## Apply what you read
1/ According to the scholarship profile, in what year did the Act Respecting End-of-Life Care come into effect in Quebec?
2/ Please rewrite everything in the scholarship profile from "Helping Better Address" down to "advancement of standards.", changing "launched" to "started".

Helping Better Address Spiritual and Cultural Needs of Patients in the Palliative Home Care

Anne Charpentier-Hébert, Master’s Student, Université du Québec à Montréal (UQAM), 2021 CSA Group Graduate Scholarship Recipient

In 2019, CSA Group launched its Graduate Scholarship Program to support students enrolled in a Master’s program whose research is related to standards. We want to introduce the recipients of the 2021 scholarship and tell you how their research can contribute to the advancement of standards.

Profile picture of Anne Charpentier-Hébert, recipient of 2021 CSA Group Graduate Scholarship.The Act Respecting End-of-Life Care that “ensures that persons at the end of life can have access to quality care and support to suit their situation”[1] came into effect in Quebec in 2015. The implementation of the Act brought new requirements for health care professionals in terms of providing palliative care, but also for accompanying, guiding, and supporting patients and families through this difficult period. Are nurses well prepared to take on the task, particularly when providing home-based palliative care?

That is the question that got Anne Charpentier-Hébert, Master’s student in the Religion Sciences Program – Studies on Death and Dying concentration at Université du Québec à Montréal (UQAM), interested in this work. Being a certified nurse herself, Anne knew there wasn’t much training during her studies focused on accompanying people at the end of life. And pretty much none covered their spiritual, religious, or cultural needs.

From her nursing experience, Anne also understood how important it was for nurses to be well equipped to do their jobs. She set her research goal to help develop a training program that could support health care professionals in developing skills needed in spiritual care and needs assessment at the final stage of life.

Anne started her work by interviewing nurses practicing in palliative home care. She wanted to hear about their experiences working with dying people and their families, how they approached discussions about spirituality, grief, and death, and how they had built their expertise over the years. She also wanted to know what the needs of these nurses were and what type of training they would find useful.

Anne plans to use this information to perform a training needs analysis and identify areas that are currently not covered in nurses’ training. She imagines a standardized program to ensure patients with different cultural and spiritual backgrounds are served most professionally and empathically. She would like to see this type of training offered early on as one of the first nursing courses, then continued to build on the fundamentals year after year. Anne believes integrating life skills related to working with dying patients and, more broadly, communication is equally important as learning focused on medication, procedures, and physical techniques. She sees empathy and listening as life skills that take time to develop rather than a practice that can be mastered quickly.

## Record extracts

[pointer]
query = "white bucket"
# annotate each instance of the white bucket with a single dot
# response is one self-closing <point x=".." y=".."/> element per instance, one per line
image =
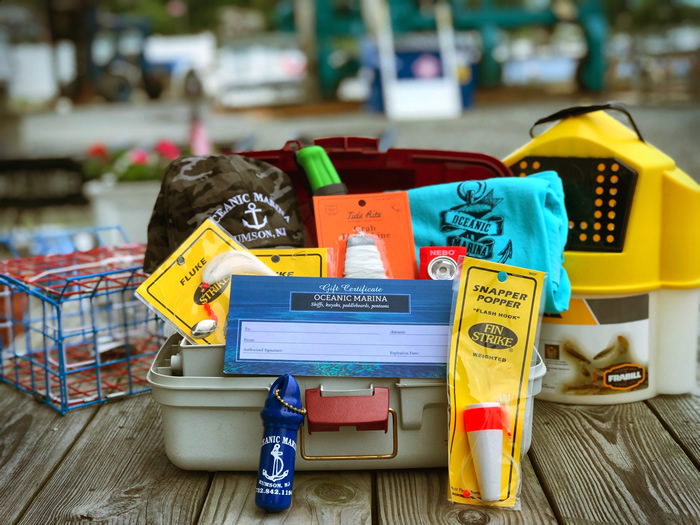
<point x="611" y="349"/>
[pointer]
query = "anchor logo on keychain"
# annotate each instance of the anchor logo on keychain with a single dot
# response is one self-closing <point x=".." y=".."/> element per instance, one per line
<point x="252" y="210"/>
<point x="277" y="465"/>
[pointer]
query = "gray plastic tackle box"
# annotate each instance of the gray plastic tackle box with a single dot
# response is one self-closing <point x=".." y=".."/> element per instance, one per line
<point x="212" y="421"/>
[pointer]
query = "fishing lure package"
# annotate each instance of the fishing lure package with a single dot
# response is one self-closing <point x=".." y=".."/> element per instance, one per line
<point x="497" y="309"/>
<point x="191" y="289"/>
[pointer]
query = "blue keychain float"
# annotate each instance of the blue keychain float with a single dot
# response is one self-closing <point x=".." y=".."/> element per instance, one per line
<point x="282" y="415"/>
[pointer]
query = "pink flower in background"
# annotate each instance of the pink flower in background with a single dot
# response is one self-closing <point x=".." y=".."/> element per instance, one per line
<point x="199" y="139"/>
<point x="138" y="156"/>
<point x="168" y="149"/>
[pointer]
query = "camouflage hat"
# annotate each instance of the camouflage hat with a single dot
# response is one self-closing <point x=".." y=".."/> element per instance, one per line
<point x="251" y="199"/>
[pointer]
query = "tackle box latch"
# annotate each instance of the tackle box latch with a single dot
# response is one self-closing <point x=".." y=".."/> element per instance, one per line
<point x="329" y="413"/>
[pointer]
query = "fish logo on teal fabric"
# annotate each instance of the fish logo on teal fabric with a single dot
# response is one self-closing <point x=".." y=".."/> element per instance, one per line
<point x="472" y="223"/>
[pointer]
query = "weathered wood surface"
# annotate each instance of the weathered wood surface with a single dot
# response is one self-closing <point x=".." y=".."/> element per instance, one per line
<point x="117" y="472"/>
<point x="680" y="415"/>
<point x="33" y="441"/>
<point x="598" y="464"/>
<point x="612" y="464"/>
<point x="319" y="497"/>
<point x="420" y="497"/>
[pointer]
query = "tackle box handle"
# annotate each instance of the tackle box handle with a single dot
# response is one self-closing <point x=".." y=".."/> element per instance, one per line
<point x="577" y="111"/>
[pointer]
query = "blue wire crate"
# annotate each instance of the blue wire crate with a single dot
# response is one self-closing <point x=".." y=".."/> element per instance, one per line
<point x="50" y="240"/>
<point x="72" y="332"/>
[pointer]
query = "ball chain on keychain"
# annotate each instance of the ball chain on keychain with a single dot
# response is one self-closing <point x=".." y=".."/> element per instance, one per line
<point x="301" y="411"/>
<point x="362" y="258"/>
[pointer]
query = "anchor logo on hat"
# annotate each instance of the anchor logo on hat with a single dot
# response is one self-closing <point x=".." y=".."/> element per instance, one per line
<point x="253" y="211"/>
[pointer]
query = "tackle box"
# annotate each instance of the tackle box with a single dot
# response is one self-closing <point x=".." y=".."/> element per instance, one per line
<point x="212" y="421"/>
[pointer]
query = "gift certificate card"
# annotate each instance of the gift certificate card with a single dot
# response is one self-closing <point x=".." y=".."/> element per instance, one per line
<point x="338" y="327"/>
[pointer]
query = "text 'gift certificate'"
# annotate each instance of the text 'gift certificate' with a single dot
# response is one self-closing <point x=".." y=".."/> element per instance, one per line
<point x="338" y="327"/>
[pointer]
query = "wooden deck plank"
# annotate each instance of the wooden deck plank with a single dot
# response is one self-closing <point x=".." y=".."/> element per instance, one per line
<point x="318" y="497"/>
<point x="420" y="497"/>
<point x="33" y="440"/>
<point x="118" y="472"/>
<point x="681" y="417"/>
<point x="612" y="464"/>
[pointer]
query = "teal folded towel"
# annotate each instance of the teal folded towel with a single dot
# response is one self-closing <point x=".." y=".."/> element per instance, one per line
<point x="519" y="221"/>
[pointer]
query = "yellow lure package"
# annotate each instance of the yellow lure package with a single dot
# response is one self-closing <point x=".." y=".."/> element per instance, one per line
<point x="176" y="290"/>
<point x="491" y="352"/>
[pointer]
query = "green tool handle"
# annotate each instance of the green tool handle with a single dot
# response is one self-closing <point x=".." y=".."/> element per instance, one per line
<point x="320" y="172"/>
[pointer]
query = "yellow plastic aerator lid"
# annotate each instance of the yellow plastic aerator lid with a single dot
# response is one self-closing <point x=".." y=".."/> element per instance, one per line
<point x="634" y="217"/>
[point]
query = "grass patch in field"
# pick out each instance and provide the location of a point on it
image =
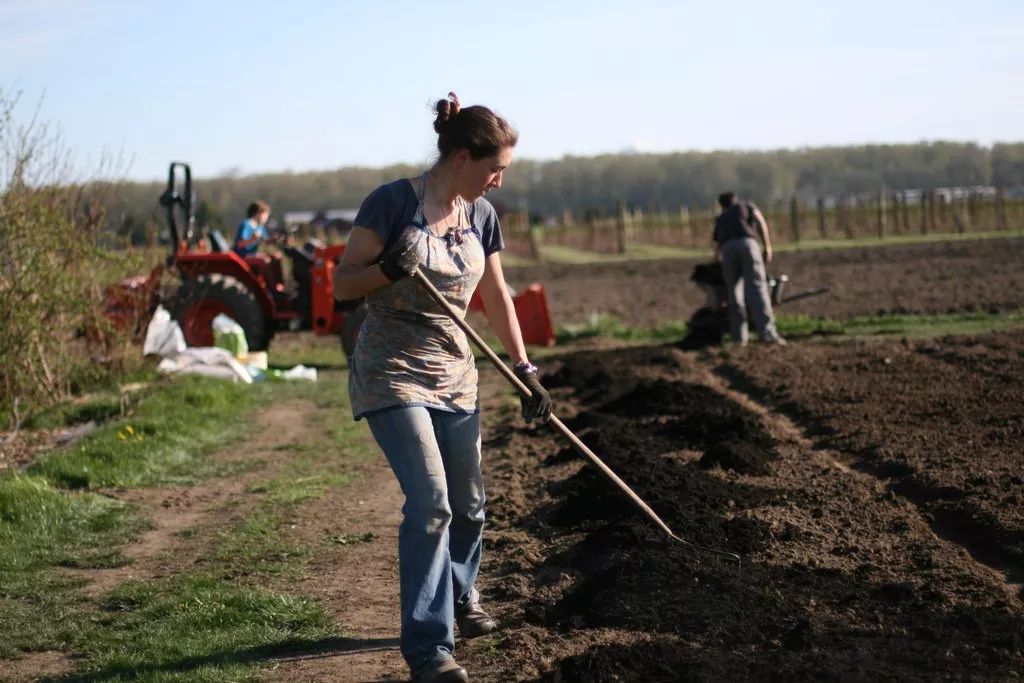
(892, 241)
(98, 409)
(600, 325)
(910, 326)
(43, 527)
(798, 327)
(197, 629)
(642, 251)
(635, 252)
(162, 442)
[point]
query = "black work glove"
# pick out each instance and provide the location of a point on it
(402, 259)
(538, 406)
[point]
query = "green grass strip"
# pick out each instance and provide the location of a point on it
(162, 442)
(197, 629)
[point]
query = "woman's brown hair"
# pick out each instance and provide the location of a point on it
(475, 129)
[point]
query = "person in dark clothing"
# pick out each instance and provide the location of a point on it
(739, 232)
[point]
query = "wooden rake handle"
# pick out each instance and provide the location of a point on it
(559, 425)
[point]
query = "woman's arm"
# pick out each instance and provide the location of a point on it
(357, 273)
(499, 308)
(501, 312)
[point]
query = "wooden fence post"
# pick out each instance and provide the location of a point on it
(882, 214)
(821, 217)
(621, 226)
(924, 212)
(795, 217)
(684, 220)
(1000, 209)
(849, 206)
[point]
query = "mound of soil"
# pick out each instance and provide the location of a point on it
(842, 577)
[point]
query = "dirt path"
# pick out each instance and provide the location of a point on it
(357, 581)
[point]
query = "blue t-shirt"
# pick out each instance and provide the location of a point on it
(390, 208)
(409, 351)
(247, 230)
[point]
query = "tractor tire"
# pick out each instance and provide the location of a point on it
(350, 329)
(199, 300)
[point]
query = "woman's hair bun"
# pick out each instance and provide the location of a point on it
(446, 110)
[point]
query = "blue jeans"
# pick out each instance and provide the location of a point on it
(747, 287)
(435, 456)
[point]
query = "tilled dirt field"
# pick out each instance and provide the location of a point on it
(938, 278)
(873, 489)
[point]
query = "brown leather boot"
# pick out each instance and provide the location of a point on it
(473, 622)
(446, 671)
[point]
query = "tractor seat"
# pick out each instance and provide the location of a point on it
(217, 242)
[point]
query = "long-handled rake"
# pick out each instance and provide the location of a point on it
(559, 425)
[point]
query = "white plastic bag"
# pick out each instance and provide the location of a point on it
(208, 360)
(163, 336)
(300, 373)
(228, 334)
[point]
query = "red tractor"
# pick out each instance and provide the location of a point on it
(253, 292)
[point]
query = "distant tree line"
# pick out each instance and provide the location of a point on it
(594, 184)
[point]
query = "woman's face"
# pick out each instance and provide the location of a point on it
(478, 176)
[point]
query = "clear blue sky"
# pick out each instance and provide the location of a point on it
(233, 86)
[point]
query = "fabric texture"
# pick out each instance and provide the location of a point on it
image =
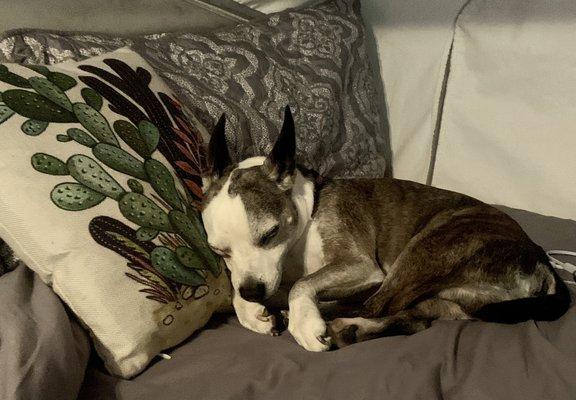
(313, 59)
(43, 352)
(100, 169)
(114, 16)
(272, 6)
(452, 360)
(413, 39)
(8, 260)
(508, 122)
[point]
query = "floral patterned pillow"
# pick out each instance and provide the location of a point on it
(100, 169)
(313, 58)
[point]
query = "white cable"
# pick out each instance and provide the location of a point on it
(559, 264)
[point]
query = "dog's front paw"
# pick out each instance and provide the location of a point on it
(309, 330)
(255, 317)
(343, 331)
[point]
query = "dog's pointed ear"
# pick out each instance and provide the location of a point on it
(280, 164)
(218, 155)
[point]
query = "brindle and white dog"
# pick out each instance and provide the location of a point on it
(411, 253)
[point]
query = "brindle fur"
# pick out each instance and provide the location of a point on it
(411, 252)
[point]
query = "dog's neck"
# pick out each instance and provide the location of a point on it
(304, 197)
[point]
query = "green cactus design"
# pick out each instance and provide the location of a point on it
(5, 113)
(52, 92)
(34, 106)
(48, 164)
(163, 183)
(41, 69)
(92, 98)
(144, 212)
(63, 81)
(12, 79)
(135, 186)
(190, 258)
(166, 262)
(63, 138)
(88, 172)
(150, 134)
(75, 196)
(119, 160)
(79, 136)
(183, 261)
(146, 234)
(132, 137)
(95, 123)
(194, 237)
(33, 127)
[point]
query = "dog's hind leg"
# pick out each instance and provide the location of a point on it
(345, 331)
(335, 281)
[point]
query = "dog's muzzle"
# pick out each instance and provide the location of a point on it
(252, 291)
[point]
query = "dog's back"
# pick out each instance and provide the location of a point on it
(436, 244)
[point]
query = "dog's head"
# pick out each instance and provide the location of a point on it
(254, 210)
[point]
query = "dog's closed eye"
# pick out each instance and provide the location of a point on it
(268, 236)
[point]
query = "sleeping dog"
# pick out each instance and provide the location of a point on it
(411, 253)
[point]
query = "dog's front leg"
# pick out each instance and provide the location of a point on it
(332, 282)
(254, 316)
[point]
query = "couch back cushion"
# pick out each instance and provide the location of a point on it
(509, 128)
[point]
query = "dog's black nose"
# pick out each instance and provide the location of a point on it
(253, 291)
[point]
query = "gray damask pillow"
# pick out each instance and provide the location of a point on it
(313, 59)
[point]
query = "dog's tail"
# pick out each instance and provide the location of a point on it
(545, 307)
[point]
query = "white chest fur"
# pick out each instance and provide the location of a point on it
(306, 256)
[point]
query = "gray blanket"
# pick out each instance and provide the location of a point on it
(43, 355)
(452, 360)
(43, 352)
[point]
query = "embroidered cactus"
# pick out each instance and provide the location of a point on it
(146, 234)
(135, 186)
(132, 137)
(5, 113)
(166, 262)
(48, 164)
(163, 183)
(61, 80)
(150, 134)
(92, 98)
(52, 92)
(179, 267)
(119, 160)
(88, 172)
(34, 106)
(41, 69)
(144, 212)
(74, 196)
(190, 258)
(95, 123)
(12, 79)
(63, 138)
(79, 136)
(33, 127)
(195, 237)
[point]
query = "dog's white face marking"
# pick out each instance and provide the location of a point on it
(232, 233)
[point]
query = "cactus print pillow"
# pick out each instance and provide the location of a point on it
(100, 169)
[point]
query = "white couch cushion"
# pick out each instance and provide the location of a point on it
(413, 39)
(509, 124)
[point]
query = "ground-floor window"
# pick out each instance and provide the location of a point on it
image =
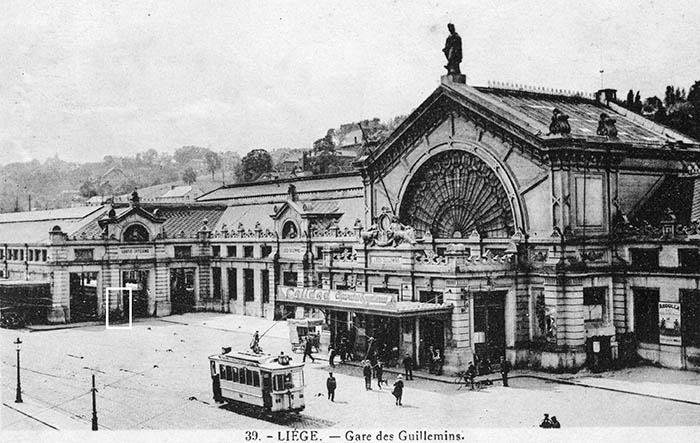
(216, 282)
(248, 285)
(539, 317)
(182, 290)
(690, 317)
(138, 282)
(594, 304)
(489, 325)
(83, 296)
(646, 314)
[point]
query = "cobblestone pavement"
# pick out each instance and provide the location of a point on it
(156, 376)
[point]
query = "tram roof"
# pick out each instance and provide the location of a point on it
(266, 361)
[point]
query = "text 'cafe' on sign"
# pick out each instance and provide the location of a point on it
(333, 297)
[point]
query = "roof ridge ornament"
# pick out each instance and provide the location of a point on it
(560, 123)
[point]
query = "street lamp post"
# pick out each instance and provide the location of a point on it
(18, 398)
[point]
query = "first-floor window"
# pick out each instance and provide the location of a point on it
(593, 304)
(248, 285)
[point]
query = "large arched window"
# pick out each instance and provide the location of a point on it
(455, 193)
(136, 234)
(290, 230)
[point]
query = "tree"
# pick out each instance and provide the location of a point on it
(213, 162)
(189, 176)
(88, 189)
(253, 165)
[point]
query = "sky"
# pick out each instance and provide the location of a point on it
(86, 79)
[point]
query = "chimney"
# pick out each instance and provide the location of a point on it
(605, 96)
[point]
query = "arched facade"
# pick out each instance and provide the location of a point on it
(454, 193)
(456, 188)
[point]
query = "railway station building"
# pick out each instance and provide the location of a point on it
(556, 229)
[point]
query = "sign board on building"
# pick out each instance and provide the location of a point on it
(336, 298)
(292, 251)
(669, 323)
(127, 252)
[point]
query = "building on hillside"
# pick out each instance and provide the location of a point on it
(556, 230)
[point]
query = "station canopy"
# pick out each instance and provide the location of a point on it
(361, 302)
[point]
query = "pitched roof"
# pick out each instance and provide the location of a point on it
(34, 226)
(277, 190)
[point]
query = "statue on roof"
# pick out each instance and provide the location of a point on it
(453, 51)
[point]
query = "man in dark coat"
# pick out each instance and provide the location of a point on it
(379, 370)
(308, 347)
(398, 389)
(505, 369)
(330, 385)
(408, 366)
(546, 422)
(331, 357)
(367, 372)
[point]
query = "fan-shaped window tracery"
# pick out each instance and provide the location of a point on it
(455, 193)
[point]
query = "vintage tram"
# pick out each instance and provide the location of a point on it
(272, 383)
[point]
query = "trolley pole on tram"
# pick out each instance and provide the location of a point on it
(18, 397)
(94, 405)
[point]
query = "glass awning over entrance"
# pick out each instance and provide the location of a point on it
(363, 302)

## Activity answers
1/ 2015

2/
Helping Better Address Spiritual and Cultural Needs of Patients in the Palliative Home Care

Anne Charpentier-Hébert, Master’s Student, Université du Québec à Montréal (UQAM), 2021 CSA Group Graduate Scholarship Recipient

In 2019, CSA Group started its Graduate Scholarship Program to support students enrolled in a Master’s program whose research is related to standards. We want to introduce the recipients of the 2021 scholarship and tell you how their research can contribute to the advancement of standards.